(Material for this exercise Opens)

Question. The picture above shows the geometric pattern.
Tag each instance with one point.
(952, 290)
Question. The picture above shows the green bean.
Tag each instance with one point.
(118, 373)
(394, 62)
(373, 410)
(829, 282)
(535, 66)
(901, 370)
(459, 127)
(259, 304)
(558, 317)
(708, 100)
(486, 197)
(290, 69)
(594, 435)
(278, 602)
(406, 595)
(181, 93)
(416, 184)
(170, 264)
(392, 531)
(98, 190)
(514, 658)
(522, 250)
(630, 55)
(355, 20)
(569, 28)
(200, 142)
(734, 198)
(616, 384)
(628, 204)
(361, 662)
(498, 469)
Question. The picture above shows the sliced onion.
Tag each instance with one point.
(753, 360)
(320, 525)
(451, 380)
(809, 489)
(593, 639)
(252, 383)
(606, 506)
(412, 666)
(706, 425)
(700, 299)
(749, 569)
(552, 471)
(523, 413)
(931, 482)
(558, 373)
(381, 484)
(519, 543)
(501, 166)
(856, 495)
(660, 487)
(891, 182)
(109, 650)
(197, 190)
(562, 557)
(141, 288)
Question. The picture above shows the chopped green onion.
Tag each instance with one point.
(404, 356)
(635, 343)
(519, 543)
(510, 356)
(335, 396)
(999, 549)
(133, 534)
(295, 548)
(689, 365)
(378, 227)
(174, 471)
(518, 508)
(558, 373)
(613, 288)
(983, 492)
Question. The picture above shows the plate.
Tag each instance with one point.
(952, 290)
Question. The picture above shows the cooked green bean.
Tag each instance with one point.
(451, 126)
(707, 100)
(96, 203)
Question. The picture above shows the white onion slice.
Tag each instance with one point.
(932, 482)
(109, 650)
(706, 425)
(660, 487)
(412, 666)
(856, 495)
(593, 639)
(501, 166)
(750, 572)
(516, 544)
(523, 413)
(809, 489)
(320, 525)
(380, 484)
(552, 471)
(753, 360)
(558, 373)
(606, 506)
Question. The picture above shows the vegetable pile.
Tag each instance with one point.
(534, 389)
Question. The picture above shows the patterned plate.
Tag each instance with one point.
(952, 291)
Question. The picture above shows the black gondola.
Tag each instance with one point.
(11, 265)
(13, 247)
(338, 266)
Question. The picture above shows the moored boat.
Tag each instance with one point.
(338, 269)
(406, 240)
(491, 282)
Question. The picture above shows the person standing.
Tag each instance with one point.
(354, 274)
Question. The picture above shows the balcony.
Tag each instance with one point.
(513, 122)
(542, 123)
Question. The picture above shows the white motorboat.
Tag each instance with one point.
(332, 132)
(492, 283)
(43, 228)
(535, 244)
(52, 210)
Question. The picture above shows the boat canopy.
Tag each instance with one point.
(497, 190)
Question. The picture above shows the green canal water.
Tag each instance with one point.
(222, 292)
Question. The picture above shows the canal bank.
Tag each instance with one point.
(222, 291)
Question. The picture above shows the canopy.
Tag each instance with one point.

(Material for this exercise Closes)

• Work task
Lines from the top of the data above through the line with "Question. The picture above shows the green bean.", both ends included: copy them exactly, nothing more.

• Answer below
Question. The picture above shows the geometric pattern.
Tag each instance with one point.
(952, 290)
Question. The picture above shows the green bean.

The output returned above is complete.